Görev Tanımı
Aşağıdaki iç çocuk konulu metinde yazarın, içindeki küçük kızdan geçtiğini söylediği şeylerin tamamını sıralayınız.

Sunulan Metin
━━━━
X

İçinizdeki ufaklığa kulak verin: Anlattıklarını duyduğunuzda hafifleyeceksiniz

Kendime almış olduğum notlarımdan bir tanesine az evvel rastladım: “İçindeki küçük kızı unutma. Biraz seninle vakit geçirmeye, eğlenmeye ihtiyacı var.” Aynen böyle yazmışım 02 Nisan 09:50’de.

Ebeveyn değilim ama bu konu özelinde yaptığım meditasyonlar sonucunda hissettim ki içindeki çocuğu öncelikli olarak “görmen” sonra ona nasıl baktığın, nasıl davrandığın, nasıl sevdiğin, nasıl zaman geçirdiğin, yani içindeki minnoşa ettiğin annelik en büyük, en sağlıklı pusulan olabilirmiş kendi çocuklarını büyütme yolunda.

Sen her şeyden, herkesten önce içindeki minik versiyonuna nasıl davranıyorsun? Hiç bakabildin mi?

Ben ara ara bakıyorum. Halini, hatrını soruyorum. “Ben buradayım, merak etme, yalnız değilsin” diyorum. Öfkelendiğinde aslında ihtiyacının ne olduğunu anlamak için kulak kabartıyorum kalbime.

Yine öyle bir zamandı geçtiğimiz günler. Nefes nefese hiçbir şeye yetişemiyor, onu bunu okuyup okuyup öğrenemiyor, hiçbir bilgiyi aklımda tutamıyor ve panik halinde ne yapacağımı bilemez çırpınıyordum.

İspatlamaya çalışır bir halim vardı kendimi; kime, neye bilmeden.

Minik kız çocuğa Gamze’ye sorayım istedim neler olduğunu. Bakmayın minik, minnoş falan dediğime. Özgürlüğüm, yaratıcılığım, aşkım, varoluşum; her şeyim ondan geçiyor. O minik bilgem benim.

Tüm dikkatimi verdim kendisine, çünkü bazen gerçekten fısıltıyla konuşabiliyor.

Nasılsın? Neler oluyor? Biraz yavaşlamak ister misin?” diye girdim konuya.

Ağlamaya başladı/başladım. İçimde bir minnoş olduğu gibi bir anne de vardı. Bir baktım ki minnoş o anneye kendisini sevsin, değer versin diye çılgın gibi çalışıp soluklanmadan her şeyi öğrenmeye çalışıyormuş. Daha önce bu halini bu kadar net fark edemediğim içimdeki anne de bu davranış kalıbını almış direkt kendi annemden, bir güzel kopyalamış. Meğer ezbere annelik yapmaya başlamış.
━━━━
Sağlanan Malzeme

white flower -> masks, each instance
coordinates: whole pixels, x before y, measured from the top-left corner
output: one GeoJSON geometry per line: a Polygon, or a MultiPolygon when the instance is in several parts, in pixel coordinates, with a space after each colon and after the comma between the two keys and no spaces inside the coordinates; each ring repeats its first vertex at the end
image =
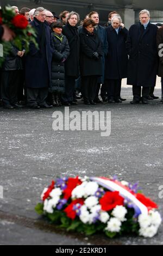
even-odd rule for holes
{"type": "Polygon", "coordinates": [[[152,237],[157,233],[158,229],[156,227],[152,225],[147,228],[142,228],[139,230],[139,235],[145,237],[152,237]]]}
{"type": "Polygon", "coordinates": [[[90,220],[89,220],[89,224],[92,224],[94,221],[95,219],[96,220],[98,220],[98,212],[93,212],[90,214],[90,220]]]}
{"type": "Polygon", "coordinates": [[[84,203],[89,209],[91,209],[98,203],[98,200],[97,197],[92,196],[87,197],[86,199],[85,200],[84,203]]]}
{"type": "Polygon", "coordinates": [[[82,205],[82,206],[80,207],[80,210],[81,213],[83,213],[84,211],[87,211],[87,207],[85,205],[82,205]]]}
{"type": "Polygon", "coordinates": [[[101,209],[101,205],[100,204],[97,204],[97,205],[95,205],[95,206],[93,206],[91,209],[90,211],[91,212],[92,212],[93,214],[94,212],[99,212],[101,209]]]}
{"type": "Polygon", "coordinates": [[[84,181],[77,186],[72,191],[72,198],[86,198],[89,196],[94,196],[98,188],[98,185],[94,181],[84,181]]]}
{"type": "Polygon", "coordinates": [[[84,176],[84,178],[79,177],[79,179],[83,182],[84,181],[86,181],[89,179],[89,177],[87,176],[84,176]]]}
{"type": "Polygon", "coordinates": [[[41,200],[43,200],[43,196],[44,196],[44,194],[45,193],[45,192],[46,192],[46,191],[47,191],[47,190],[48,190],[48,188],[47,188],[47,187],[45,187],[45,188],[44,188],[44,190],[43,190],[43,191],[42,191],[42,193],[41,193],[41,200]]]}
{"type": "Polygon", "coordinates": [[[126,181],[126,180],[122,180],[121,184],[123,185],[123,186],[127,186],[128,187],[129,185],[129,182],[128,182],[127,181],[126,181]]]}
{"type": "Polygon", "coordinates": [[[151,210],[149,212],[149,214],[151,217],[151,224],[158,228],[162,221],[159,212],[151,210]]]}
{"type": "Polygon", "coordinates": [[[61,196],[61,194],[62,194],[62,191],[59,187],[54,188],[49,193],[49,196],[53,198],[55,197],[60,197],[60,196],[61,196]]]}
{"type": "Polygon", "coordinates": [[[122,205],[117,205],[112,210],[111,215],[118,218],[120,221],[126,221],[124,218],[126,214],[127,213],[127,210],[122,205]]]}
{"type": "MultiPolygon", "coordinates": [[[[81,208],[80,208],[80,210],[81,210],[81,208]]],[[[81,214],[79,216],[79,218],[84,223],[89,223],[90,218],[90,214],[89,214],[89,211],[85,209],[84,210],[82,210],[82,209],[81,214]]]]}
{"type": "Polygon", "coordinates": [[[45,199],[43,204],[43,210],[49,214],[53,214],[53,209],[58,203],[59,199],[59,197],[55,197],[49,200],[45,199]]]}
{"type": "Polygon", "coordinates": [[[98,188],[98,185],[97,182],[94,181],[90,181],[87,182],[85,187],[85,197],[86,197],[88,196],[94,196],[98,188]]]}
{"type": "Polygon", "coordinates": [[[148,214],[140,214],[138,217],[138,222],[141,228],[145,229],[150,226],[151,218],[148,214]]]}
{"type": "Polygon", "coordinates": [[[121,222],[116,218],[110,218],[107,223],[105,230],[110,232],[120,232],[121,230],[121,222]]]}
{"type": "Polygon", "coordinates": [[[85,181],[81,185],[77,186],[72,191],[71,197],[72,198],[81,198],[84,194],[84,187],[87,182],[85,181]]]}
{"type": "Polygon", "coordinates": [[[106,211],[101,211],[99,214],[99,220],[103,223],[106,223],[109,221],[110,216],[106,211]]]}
━━━━
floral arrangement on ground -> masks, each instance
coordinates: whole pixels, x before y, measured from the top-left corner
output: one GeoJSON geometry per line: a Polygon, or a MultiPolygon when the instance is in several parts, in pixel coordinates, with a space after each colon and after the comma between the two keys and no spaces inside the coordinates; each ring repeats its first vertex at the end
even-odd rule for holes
━━━━
Yazılı Çözüm
Özgürlük, yaratıcılık, aşk ve varoluş.